Reading passage —
-=-=-

This Delicious Death is a young adult horror novel by Kayla Cottingham following four girls struggling with their ghoulish urges to eat people. Each of these girls is also queer. What follows will have spoilers — read at your own risk.
The central conceit of this book revolves around an event we only ever see in flashbacks: the Hollowing. An event in which a random assortment of people contracted some sort of virus (linked to a green cloud of… something?) and developed ghoulish features and a ravenous hunger for human flesh. Once well fed, the ghouls become human again. On paper, the only difference between a human and a ghoul is that the latter needs to eat human flesh to survive. Herein lies my first issue with the book: ghouls are a heavy-handed metaphor for queer people.
Ghouls face discrimination, are sent to facilities designed to control and care for the ghoul in them. Their parents are afraid of them, people think they should die or live “separate but equal” lives. The rhetoric is painfully similar to every “I’m not homophobic” person’s stance on gay people (or, equally, “I’m not racist” people’s stance on black/muslim/indigenous folks).
But, like. Ghouls eat people. That is a concrete threat to health and safety. People could die if a ghoul misses a meal, tracking ghouls is a necessary step to coexistence if you don’t want something terrible to happen. I have to imagine that murder rates skyrocketed after the Hollowing because of the ghouls reintegrated into society. They pose a real, tangible threat to the people in their immediate vicinity — and the book actually depicts this on multiple occasions. The main character gets so angry she nearly ghouls out on some random men based on their anti-ghoul comments. One of the four girls literally kills and eats one of them later when she’s drugged without her knowledge (we’ll get to that). The existence of a tangible threat makes this a terrible queer metaphor — it lends credence to the idea that queer people are dangerous, that they should be separated or oppressed. It’s a bad metaphor. A bad metaphor that didn’t need to exist. The characters are already queer.
This brings me to my next big issue: the modern idea that if you are queer, you must also be good. This is an idea that I see prevalently in liberal queer circles, which descend into toxicity because the performance of good becomes more important than the fact that you are queer and a person. I can tell the author runs in these circles, because the main characters feel performative in every aspect of their identity. There’s a textual obsession with having a diverse cast to the point where two of the main characters are partially defined by the fact that they’re latina and black. Every side character is introduced like a tumblr bio — race, gender, pronouns — without giving you any insight into the personhood of the character presented. I have never cared less about the fact that someone is a butch lesbian.
The black and latina main characters rely so heavily on stereotypes to shape their character that reading them made my skin crawl. The latina girl is boy crazy, the black girl is aloof and as mean as the narrative will allow her to be without her flipping into the realm of villain as the narrative defines it. On the flip side, the trans character in the main cast is allowed no faults. She dresses impeccably, she passes perfectly. She’s sweet and demure, everyone loves her, she has not one single flaw to the point of being a paper woman because the author is afraid to take her off the pedestal. Heaven forbid she be human, and not anything less than an angel with a little extra something in her panties. Are we surprised that she’s the main character’s love interest?
This toxic obsession with the goodness of ghouls and queers alike poisons the plot as well. The only men in this narrative are straight, first of all, and also the villains out to ruin the lives of ghouls everywhere by causing a murder rampage at a music festival using a drug that turns ghouls into what the narrative calls “anthropophagi”. Think the typical elongated gaunt humanoid with sharp claws and jagged teeth, unhinging its jaw to consume you in ragged chunks.

-=-=-

Records shown —

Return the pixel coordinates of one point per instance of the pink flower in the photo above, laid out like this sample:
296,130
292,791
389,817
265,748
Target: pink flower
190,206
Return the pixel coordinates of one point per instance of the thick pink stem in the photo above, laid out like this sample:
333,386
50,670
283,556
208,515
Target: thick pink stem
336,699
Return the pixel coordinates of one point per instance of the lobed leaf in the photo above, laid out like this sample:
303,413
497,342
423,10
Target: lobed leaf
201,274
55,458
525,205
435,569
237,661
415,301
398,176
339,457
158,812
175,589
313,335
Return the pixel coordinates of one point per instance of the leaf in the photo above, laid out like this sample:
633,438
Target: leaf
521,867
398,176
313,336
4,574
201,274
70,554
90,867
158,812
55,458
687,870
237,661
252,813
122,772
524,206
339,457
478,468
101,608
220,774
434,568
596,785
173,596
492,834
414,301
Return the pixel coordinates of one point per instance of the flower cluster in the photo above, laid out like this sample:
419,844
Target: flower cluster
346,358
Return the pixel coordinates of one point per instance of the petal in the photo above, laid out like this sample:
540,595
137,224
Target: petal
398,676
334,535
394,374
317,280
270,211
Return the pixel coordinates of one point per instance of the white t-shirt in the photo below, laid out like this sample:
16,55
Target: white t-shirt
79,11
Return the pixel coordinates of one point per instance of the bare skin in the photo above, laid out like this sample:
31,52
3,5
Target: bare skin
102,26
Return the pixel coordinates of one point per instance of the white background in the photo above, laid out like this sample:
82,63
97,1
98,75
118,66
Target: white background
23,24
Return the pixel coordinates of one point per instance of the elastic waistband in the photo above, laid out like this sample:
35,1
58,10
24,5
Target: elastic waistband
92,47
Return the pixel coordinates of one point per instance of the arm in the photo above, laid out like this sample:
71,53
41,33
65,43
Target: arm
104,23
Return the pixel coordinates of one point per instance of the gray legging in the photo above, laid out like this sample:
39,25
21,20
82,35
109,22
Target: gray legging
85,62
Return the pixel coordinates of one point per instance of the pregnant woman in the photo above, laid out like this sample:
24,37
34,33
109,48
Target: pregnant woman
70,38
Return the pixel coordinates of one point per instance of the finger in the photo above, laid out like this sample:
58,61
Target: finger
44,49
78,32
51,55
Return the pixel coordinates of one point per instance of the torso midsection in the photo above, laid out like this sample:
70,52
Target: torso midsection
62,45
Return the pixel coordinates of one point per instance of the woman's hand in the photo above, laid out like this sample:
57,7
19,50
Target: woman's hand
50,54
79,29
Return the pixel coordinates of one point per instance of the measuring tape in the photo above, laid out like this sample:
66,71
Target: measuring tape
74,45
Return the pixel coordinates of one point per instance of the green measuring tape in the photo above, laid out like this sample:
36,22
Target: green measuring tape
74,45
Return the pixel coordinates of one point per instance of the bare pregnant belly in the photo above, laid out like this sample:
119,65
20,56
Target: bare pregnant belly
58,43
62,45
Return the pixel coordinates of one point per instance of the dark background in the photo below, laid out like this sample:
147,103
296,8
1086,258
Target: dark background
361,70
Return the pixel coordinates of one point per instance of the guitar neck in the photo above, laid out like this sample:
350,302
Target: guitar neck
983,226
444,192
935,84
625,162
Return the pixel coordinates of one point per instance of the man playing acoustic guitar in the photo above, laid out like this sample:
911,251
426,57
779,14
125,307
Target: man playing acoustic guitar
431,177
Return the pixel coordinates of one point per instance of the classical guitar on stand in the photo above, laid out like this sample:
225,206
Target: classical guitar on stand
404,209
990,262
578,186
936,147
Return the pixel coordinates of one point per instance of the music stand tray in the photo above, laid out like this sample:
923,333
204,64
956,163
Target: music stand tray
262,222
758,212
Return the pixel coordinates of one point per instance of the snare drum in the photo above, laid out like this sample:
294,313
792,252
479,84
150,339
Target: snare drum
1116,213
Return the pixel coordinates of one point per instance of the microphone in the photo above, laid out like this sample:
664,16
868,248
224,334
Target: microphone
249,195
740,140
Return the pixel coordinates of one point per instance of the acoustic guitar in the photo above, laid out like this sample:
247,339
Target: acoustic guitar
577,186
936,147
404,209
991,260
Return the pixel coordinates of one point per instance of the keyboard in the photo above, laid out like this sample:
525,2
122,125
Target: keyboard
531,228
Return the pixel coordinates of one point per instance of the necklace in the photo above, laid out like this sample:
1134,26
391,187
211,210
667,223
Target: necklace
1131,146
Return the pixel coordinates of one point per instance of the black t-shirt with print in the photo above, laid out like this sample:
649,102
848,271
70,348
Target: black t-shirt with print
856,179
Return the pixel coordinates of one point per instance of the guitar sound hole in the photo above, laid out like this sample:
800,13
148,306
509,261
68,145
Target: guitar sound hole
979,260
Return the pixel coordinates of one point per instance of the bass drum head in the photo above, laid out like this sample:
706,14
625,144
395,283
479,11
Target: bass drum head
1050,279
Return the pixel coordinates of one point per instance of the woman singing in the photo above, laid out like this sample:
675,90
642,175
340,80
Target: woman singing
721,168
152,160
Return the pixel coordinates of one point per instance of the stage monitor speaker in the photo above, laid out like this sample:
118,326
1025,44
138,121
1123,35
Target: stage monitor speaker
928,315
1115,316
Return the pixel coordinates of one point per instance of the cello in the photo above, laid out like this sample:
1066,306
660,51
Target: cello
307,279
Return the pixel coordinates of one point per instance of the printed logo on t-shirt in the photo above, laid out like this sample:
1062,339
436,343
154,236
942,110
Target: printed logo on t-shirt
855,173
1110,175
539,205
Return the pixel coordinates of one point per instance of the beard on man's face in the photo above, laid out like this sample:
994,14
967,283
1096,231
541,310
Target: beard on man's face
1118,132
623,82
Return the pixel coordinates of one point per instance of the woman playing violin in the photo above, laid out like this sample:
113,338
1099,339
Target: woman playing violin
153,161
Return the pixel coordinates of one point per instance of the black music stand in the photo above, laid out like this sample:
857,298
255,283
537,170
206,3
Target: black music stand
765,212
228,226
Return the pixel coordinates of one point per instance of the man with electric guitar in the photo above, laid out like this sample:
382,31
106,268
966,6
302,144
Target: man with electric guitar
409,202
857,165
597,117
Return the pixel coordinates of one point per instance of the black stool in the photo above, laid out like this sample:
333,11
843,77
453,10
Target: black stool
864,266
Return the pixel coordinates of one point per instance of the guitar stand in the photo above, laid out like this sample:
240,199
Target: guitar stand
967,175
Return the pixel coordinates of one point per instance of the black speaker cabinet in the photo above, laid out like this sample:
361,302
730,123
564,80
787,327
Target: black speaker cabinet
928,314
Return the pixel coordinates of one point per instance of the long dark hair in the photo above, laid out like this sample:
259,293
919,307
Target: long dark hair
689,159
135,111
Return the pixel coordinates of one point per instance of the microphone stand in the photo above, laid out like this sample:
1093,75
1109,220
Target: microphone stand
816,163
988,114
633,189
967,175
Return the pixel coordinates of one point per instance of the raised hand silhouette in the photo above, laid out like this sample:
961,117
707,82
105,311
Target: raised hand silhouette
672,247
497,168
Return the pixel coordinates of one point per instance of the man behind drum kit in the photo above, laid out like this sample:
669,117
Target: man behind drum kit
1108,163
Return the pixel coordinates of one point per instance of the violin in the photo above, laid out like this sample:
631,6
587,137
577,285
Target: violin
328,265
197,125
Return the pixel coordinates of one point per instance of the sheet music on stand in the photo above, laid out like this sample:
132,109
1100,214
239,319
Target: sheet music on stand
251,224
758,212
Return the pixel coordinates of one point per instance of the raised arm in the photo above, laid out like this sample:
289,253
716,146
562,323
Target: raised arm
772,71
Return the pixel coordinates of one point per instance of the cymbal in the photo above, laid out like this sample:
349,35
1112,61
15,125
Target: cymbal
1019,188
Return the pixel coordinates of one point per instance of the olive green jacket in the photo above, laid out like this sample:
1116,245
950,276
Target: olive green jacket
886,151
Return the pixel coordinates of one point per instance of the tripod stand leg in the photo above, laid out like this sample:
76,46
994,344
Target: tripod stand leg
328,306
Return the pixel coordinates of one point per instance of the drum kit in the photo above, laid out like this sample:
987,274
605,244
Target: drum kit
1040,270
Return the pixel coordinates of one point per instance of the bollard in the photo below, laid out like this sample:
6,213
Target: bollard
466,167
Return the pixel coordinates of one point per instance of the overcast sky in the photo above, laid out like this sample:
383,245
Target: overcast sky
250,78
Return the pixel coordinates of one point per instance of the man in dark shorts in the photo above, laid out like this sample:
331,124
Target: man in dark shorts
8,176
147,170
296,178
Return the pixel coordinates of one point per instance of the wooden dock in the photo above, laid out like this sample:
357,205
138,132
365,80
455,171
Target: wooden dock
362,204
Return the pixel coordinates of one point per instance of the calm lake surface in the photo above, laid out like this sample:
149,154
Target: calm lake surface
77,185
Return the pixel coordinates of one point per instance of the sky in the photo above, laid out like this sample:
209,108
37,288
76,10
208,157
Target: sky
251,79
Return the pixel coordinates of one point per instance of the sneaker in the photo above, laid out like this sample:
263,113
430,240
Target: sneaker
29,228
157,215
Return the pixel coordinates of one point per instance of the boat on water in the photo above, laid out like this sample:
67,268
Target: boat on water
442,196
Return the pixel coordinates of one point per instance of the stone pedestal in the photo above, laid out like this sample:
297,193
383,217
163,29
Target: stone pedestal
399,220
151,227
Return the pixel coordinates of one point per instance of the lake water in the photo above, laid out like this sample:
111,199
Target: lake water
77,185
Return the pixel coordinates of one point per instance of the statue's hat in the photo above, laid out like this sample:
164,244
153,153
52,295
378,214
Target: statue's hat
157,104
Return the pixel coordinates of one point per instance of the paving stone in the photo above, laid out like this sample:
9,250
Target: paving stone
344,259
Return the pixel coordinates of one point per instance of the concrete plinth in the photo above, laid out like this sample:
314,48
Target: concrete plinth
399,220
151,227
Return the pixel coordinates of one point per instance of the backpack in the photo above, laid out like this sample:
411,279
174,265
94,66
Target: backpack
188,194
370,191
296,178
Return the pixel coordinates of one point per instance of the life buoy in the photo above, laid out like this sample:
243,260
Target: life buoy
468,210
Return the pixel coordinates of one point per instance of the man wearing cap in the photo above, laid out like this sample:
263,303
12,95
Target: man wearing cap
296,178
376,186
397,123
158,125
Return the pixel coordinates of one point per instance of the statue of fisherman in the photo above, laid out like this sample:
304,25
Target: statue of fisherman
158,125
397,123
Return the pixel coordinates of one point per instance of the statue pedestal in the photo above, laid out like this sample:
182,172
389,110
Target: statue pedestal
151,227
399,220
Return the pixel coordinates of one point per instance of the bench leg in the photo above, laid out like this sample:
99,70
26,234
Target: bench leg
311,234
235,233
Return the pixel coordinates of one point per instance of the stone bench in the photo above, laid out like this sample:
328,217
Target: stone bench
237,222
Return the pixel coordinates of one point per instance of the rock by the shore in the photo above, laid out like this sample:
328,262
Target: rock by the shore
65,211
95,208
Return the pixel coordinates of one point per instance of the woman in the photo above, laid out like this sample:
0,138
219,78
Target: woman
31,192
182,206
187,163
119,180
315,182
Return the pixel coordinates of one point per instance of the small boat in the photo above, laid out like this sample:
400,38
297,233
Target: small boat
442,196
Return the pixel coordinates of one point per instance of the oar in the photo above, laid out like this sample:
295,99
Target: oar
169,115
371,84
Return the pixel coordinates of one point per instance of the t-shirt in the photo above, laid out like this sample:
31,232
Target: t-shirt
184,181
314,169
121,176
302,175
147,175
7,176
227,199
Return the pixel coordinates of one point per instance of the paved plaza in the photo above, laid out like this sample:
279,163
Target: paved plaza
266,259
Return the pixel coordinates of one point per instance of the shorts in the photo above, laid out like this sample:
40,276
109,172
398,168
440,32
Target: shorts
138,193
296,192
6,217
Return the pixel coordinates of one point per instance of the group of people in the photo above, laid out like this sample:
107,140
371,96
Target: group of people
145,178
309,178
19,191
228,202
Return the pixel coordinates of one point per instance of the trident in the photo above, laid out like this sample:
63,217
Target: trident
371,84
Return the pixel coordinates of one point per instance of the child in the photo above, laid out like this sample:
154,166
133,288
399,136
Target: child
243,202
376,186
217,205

-=-=-

Assignment — According to the book review, what happens to the ghouls once they are well fed?

Result of this task — They become human again.